## Fragmento original
En Occidente, la novela y el ensayo nacieron a la par de un nuevo tipo de lector: el hombre ordinario al que habría que hablar como a un igual. La manera en que ambos géneros se han desarrollado hasta nuestros días obliga a preguntarnos sobre sus tensiones, su presente y su futuro.
1.
Comienzo del siglo XXI. Un día de septiembre. Me encuentro entre amigos en Grecia, cerca de Atenas.
Nuestra amistad y nuestro diálogo se fundan desde muchos años sobre algunos puntos en común:
1) Una obra de arte novelesca no necesita especialistas para ser leída y comprendida.
2) La tarea del hombre que lee es intentar captar el valor de la obra, intentar definir qué ha aportado de nuevo e insustituible y afirmar qué aspectos de la existencia ha desvelado.
3) Los descubrimientos contenidos en una novela son, en cuanto descubrimientos, imprevisibles. Por lo tanto no existe un verdadero método; el pensamiento crítico es ensayístico, no metódico, aunque requiera un conocimiento y una competencia muy elevadas y, sobre todo, una honestidad que sin duda puede faltarle al artista.
4) En tanto no metódica, la crítica de una obra puede equivocarse. Y de hecho se equivoca muchas veces. Esto es, al fin y al cabo, lo que la diferencia de la ciencia, donde cada nuevo descubrimiento borra los anteriores.
5) El desafío del crítico es totalmente personal. Cada vez que entra en el juego tiene que aceptar el riesgo. Sin embargo, si su reflexión es auténtica, incluso cuando se equivoca es capaz de generar otras reflexiones y de dar vida a ese horizonte de pensamiento que es indispensable para la historia de cada arte.

## Problemas y tareas
a) Traduce al inglés esta oración del texto sobre la novela y el ensayo: "La manera en que ambos géneros se han desarrollado hasta nuestros días obliga a preguntarnos sobre sus tensiones, su presente y su futuro".
b) Retoma el texto sobre la novela y el ensayo a partir de su última oración.
Las líneas que aparecen después de este texto provienen de otra fuente.

(Datos de localización de objetos mediante lenguaje natural)
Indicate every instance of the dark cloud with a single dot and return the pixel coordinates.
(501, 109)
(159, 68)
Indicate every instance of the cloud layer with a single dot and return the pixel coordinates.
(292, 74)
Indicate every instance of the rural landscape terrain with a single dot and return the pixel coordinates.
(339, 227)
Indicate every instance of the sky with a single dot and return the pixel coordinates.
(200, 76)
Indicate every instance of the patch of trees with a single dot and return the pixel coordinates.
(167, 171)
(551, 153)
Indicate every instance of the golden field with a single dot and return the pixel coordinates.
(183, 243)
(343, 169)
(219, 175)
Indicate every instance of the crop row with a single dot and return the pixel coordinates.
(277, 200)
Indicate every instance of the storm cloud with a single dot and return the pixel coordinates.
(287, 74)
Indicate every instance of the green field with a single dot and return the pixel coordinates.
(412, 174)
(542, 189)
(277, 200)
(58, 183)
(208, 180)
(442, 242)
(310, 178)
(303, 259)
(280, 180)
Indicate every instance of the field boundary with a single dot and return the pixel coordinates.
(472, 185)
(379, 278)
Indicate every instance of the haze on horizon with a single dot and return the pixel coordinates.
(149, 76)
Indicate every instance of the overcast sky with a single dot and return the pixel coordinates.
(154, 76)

## Soluciones
a) The way in which both genres have developed up to the present day compels us to ask about their tensions, their present and their future.

b)
6) El público, formado por individuos presos en la red de sus ocupaciones, no es capaz de producir un verdadero juicio estético. Si la revolución tecnológica que estamos viviendo es el comienzo de una nueva época, el problema de la creación y de la jerarquía de valores, como en el pasado, sigue siendo actual. Sin la crítica las obras corren el riesgo de quedarse sin nombre, de no entrar en la historia de su arte, ya que una obra solo entra en su historia si sus innovaciones y sus descubrimientos son reconocidos como valores. Hagámonos esta sencilla pregunta: ¿podríamos reconocer el valor de las obras de Tolstói, Kafka o Rabelais sin las lecturas críticas que las han acompañado? Y más aún: sin este reconocimiento, ¿seríamos capaces de trazar una historia del arte de la novela?
7) El pensamiento crítico sobre las obras ha sido engullido, durante la segunda mitad del siglo XX, por la teoría de la literatura y por las ciencias humanas que pretendieron imponer unas reglas en un campo en el que la regla es la excepción. De este modo la crítica se ha vuelto enemiga del arte de la novela y por esta razón, hoy en día, los novelistas son, casi siempre, los únicos que pueden decir algo interesante sobre su arte.
8) La crítica de los escritores –que no se puede asimilar a la de los profesores, los investigadores, los historiadores de la literatura– es siempre arbitraria y por eso siempre renovadora de la tradición. Sin esa lectura arbitraria, que Ricardo Piglia ha llamado otra vez “estratégica y técnica”, que excede la crítica de los críticos y crea siempre nuevos “precursores”, la literatura está condenada al conformismo, a las modas, a la repetición del pasado.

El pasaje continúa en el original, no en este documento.